_PROBLEM TO SOLVE:_ Turn the part of the records that runs from the start through the line containing "pixel 131 265" into a numbered list, skipping any blank lines. Leave the pictures out.

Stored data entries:
• • • • • • •

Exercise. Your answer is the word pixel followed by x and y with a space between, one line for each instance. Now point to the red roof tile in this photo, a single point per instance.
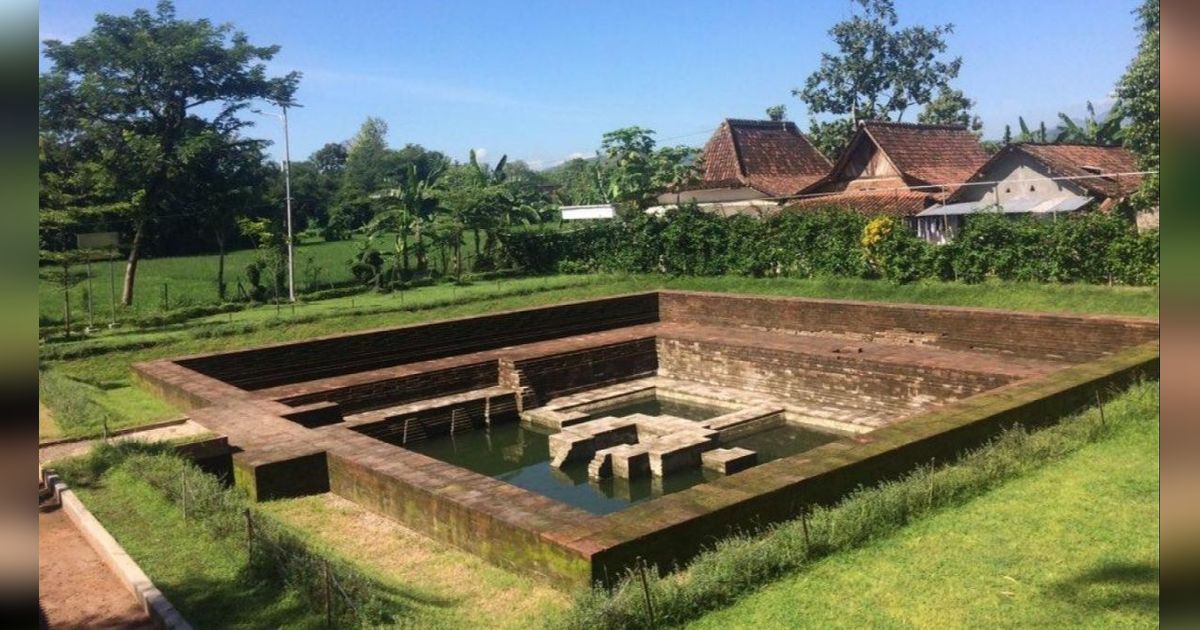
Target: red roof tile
pixel 895 203
pixel 1069 160
pixel 929 154
pixel 766 155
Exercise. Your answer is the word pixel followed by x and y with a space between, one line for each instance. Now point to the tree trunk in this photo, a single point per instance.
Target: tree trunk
pixel 221 287
pixel 131 265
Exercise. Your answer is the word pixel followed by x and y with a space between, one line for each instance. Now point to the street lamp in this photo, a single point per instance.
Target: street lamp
pixel 287 193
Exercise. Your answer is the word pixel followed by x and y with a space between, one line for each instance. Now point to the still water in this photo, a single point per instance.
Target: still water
pixel 520 455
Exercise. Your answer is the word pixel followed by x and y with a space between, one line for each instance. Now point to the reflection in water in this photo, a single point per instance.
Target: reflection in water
pixel 520 455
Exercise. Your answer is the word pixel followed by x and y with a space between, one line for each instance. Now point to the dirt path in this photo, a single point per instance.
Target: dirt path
pixel 76 587
pixel 58 451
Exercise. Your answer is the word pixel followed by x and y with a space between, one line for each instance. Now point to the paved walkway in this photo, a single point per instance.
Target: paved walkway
pixel 76 587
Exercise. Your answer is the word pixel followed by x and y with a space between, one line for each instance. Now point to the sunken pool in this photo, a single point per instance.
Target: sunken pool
pixel 519 454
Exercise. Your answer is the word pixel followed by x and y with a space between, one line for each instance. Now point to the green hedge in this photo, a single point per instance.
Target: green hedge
pixel 1090 247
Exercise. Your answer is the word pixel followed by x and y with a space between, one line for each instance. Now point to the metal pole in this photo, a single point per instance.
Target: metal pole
pixel 91 297
pixel 287 192
pixel 112 287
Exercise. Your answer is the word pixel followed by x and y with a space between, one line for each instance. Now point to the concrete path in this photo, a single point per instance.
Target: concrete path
pixel 76 588
pixel 71 449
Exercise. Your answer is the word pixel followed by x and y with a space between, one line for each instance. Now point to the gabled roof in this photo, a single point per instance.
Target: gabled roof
pixel 766 155
pixel 923 154
pixel 1077 161
pixel 894 203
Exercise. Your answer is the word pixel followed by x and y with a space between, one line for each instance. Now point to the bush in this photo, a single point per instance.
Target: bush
pixel 687 240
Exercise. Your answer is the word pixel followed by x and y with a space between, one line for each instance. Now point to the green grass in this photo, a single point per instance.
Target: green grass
pixel 204 576
pixel 1071 545
pixel 191 280
pixel 105 361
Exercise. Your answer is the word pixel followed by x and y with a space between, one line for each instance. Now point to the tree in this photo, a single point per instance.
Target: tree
pixel 676 168
pixel 951 107
pixel 629 155
pixel 1090 130
pixel 365 172
pixel 138 85
pixel 1138 94
pixel 877 73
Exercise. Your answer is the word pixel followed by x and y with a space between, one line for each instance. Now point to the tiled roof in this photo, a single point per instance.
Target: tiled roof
pixel 929 154
pixel 1069 160
pixel 766 155
pixel 894 203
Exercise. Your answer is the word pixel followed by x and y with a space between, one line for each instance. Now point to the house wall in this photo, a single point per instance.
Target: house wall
pixel 1013 169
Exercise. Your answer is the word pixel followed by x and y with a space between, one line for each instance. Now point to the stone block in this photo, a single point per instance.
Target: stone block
pixel 729 461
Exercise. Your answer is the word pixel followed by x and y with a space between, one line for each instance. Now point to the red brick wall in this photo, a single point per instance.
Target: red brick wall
pixel 1074 339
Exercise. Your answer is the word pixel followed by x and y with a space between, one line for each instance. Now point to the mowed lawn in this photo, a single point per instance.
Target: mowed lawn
pixel 1072 545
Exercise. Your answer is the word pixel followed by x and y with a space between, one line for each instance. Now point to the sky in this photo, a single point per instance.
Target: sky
pixel 543 81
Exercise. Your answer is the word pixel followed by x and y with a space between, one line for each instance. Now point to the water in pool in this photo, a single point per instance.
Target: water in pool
pixel 520 455
pixel 660 406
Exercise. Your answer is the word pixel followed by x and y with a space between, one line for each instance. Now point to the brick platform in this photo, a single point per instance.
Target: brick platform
pixel 904 383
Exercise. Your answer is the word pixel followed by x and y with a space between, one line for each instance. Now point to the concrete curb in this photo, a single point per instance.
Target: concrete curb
pixel 151 600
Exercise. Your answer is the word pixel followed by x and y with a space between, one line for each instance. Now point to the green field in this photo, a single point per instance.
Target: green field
pixel 101 365
pixel 1072 545
pixel 191 280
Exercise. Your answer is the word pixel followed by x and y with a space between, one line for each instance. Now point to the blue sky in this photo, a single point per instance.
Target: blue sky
pixel 543 81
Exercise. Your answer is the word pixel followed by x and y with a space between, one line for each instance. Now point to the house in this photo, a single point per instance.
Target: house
pixel 897 168
pixel 585 213
pixel 753 160
pixel 1018 181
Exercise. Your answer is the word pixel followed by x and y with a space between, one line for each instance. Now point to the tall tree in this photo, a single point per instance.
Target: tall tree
pixel 139 85
pixel 951 107
pixel 629 160
pixel 1091 130
pixel 1138 93
pixel 879 72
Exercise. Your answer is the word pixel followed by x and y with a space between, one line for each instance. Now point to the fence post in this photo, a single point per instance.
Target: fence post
pixel 250 538
pixel 646 589
pixel 804 523
pixel 329 597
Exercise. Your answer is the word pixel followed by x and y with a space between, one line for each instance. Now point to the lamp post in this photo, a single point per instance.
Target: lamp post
pixel 287 195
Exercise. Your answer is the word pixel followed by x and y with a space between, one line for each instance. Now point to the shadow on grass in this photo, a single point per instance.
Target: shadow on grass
pixel 1113 586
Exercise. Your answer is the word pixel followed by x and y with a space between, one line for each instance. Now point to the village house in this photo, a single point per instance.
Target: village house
pixel 749 162
pixel 1026 180
pixel 897 168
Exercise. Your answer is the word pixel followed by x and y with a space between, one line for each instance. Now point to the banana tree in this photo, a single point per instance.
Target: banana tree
pixel 406 211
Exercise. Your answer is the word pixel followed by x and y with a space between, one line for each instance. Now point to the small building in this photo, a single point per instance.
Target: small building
pixel 1033 179
pixel 583 213
pixel 897 168
pixel 748 160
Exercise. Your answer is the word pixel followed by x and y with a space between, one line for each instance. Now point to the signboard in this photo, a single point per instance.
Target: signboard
pixel 97 240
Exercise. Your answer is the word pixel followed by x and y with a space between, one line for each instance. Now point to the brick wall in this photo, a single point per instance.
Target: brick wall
pixel 1074 339
pixel 346 354
pixel 364 396
pixel 561 373
pixel 843 383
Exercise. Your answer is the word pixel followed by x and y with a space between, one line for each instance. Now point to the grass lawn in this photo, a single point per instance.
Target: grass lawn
pixel 203 576
pixel 1071 545
pixel 445 587
pixel 103 363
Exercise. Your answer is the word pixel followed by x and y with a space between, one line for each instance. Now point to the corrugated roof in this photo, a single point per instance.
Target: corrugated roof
pixel 766 155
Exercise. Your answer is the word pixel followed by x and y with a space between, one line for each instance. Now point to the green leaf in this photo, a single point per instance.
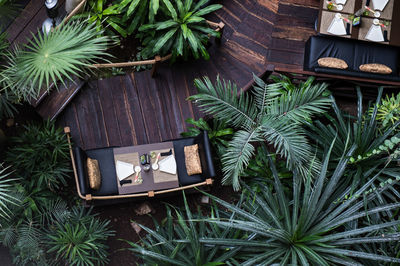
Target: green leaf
pixel 207 10
pixel 171 9
pixel 166 37
pixel 132 7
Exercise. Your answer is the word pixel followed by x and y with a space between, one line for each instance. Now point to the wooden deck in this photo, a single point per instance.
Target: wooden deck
pixel 137 109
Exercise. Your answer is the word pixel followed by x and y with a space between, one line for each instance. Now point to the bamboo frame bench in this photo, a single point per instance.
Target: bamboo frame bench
pixel 149 194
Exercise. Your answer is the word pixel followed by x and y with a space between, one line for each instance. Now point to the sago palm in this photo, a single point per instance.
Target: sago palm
pixel 314 224
pixel 376 147
pixel 184 29
pixel 271 113
pixel 6 193
pixel 66 51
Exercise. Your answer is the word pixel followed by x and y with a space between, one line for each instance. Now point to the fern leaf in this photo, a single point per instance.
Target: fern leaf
pixel 237 156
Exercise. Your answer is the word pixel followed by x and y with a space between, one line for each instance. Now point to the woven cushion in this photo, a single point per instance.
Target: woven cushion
pixel 376 68
pixel 192 159
pixel 332 62
pixel 93 173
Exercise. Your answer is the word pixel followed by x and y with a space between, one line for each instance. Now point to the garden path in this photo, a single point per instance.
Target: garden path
pixel 137 109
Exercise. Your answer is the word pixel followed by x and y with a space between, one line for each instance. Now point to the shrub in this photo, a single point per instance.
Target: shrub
pixel 388 112
pixel 67 50
pixel 40 155
pixel 7 97
pixel 313 224
pixel 179 241
pixel 272 114
pixel 24 233
pixel 375 151
pixel 6 193
pixel 181 29
pixel 80 240
pixel 218 132
pixel 104 17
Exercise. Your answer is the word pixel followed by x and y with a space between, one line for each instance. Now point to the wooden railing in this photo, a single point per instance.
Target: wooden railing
pixel 157 59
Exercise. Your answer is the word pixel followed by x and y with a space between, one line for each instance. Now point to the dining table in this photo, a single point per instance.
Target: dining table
pixel 379 20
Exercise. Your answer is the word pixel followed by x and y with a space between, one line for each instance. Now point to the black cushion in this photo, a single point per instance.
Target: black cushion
pixel 205 159
pixel 355 53
pixel 319 47
pixel 359 74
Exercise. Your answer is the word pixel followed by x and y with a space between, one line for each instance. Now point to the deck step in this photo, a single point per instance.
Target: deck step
pixel 54 103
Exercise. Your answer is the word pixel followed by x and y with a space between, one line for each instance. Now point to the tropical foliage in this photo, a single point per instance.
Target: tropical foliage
pixel 6 193
pixel 66 51
pixel 388 112
pixel 80 240
pixel 183 30
pixel 374 151
pixel 178 241
pixel 138 12
pixel 273 113
pixel 104 17
pixel 218 132
pixel 314 224
pixel 7 97
pixel 8 9
pixel 40 155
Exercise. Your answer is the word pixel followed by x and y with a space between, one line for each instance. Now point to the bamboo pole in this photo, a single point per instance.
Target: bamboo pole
pixel 73 12
pixel 67 131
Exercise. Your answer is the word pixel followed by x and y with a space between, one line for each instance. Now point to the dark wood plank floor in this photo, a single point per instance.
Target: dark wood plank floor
pixel 137 109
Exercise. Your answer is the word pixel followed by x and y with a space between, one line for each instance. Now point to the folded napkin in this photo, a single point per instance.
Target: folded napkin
pixel 124 170
pixel 168 165
pixel 337 27
pixel 379 4
pixel 375 34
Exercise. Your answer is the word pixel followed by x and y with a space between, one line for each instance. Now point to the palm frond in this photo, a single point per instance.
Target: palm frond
pixel 221 101
pixel 300 104
pixel 237 155
pixel 6 196
pixel 66 51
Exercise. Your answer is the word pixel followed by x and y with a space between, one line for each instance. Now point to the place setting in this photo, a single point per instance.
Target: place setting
pixel 382 9
pixel 344 6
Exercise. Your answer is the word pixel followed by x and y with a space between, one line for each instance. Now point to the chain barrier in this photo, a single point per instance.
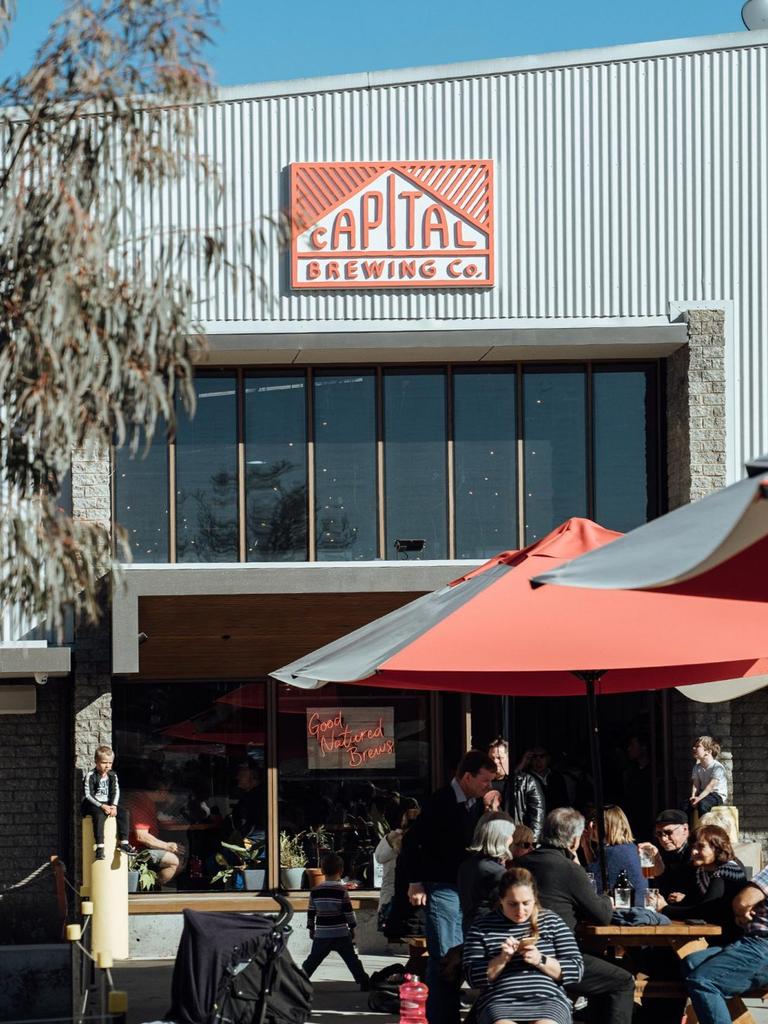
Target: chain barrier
pixel 25 882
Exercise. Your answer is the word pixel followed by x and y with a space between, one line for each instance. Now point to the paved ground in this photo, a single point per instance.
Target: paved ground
pixel 336 1001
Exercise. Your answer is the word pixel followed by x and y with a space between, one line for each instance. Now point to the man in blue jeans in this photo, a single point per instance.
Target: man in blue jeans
pixel 432 850
pixel 714 976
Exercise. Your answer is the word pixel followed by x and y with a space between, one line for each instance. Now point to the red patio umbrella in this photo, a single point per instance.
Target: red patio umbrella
pixel 489 632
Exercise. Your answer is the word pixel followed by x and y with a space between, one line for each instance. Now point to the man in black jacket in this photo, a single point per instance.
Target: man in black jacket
pixel 519 794
pixel 564 888
pixel 432 850
pixel 673 871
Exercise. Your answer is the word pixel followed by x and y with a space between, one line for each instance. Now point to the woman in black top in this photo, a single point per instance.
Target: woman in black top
pixel 520 956
pixel 718 877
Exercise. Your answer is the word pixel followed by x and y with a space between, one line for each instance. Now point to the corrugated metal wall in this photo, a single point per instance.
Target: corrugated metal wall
pixel 620 186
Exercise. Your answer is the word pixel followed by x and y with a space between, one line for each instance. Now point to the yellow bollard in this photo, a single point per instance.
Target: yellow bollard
pixel 87 856
pixel 108 881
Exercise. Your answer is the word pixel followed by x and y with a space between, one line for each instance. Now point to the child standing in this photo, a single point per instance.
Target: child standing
pixel 331 922
pixel 709 781
pixel 100 800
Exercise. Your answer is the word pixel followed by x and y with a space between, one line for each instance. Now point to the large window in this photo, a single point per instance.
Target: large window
pixel 141 501
pixel 351 761
pixel 207 474
pixel 345 465
pixel 275 468
pixel 415 466
pixel 192 759
pixel 555 446
pixel 484 452
pixel 624 400
pixel 341 464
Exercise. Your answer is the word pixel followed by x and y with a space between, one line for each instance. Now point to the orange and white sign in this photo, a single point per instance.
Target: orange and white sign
pixel 401 224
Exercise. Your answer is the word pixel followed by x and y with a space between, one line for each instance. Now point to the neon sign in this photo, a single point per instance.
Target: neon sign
pixel 354 737
pixel 392 224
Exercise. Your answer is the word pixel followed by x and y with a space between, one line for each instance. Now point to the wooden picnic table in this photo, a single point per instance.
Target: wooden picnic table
pixel 681 938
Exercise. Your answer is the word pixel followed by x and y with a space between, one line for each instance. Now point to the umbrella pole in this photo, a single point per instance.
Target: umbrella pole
pixel 589 679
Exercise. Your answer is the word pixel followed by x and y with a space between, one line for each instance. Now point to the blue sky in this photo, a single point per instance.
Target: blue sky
pixel 261 41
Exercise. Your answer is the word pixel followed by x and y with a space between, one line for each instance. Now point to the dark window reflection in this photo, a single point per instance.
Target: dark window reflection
pixel 195 755
pixel 345 465
pixel 141 498
pixel 275 467
pixel 621 435
pixel 415 456
pixel 207 475
pixel 484 460
pixel 342 794
pixel 555 450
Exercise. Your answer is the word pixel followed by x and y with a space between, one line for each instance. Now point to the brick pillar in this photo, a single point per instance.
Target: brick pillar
pixel 695 410
pixel 695 456
pixel 91 500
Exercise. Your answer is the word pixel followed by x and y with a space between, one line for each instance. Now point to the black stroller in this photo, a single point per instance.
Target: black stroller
pixel 236 969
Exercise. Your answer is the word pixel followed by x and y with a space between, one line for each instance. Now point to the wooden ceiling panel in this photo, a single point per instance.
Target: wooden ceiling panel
pixel 247 635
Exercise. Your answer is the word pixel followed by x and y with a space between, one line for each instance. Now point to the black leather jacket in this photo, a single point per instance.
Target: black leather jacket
pixel 523 800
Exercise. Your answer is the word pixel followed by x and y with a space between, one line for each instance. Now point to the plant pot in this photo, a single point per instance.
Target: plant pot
pixel 292 878
pixel 254 879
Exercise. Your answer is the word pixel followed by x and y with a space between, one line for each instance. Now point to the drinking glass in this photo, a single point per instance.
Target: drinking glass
pixel 650 897
pixel 622 898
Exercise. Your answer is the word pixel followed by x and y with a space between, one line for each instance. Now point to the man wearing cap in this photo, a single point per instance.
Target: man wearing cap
pixel 714 976
pixel 673 871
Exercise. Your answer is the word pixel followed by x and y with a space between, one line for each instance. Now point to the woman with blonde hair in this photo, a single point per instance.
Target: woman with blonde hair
pixel 521 956
pixel 621 853
pixel 479 873
pixel 718 876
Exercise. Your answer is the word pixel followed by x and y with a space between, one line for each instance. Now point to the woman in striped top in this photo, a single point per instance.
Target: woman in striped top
pixel 521 956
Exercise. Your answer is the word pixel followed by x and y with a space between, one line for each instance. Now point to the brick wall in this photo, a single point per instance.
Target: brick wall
pixel 695 410
pixel 695 431
pixel 34 758
pixel 91 713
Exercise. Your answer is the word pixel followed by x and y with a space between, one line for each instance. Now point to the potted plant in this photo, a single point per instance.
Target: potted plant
pixel 318 841
pixel 292 860
pixel 250 863
pixel 140 872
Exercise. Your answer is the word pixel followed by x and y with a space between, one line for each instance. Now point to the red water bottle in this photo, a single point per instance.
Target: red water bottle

• • • • • • •

_RESULT:_
1. Exercise. Your answer is the word pixel followed by x and y with a space between, one line for each instance. Now point to the red roof tile in this photo, a single point per instance.
2. Target: red roof tile
3. pixel 895 203
4. pixel 1069 160
5. pixel 929 154
6. pixel 766 155
7. Exercise. Your answer is the word pixel followed by x and y with a space between, one line for each instance. Now point to the tree trunk in this photo, a single point per instance.
8. Target: tree trunk
9. pixel 221 287
10. pixel 131 265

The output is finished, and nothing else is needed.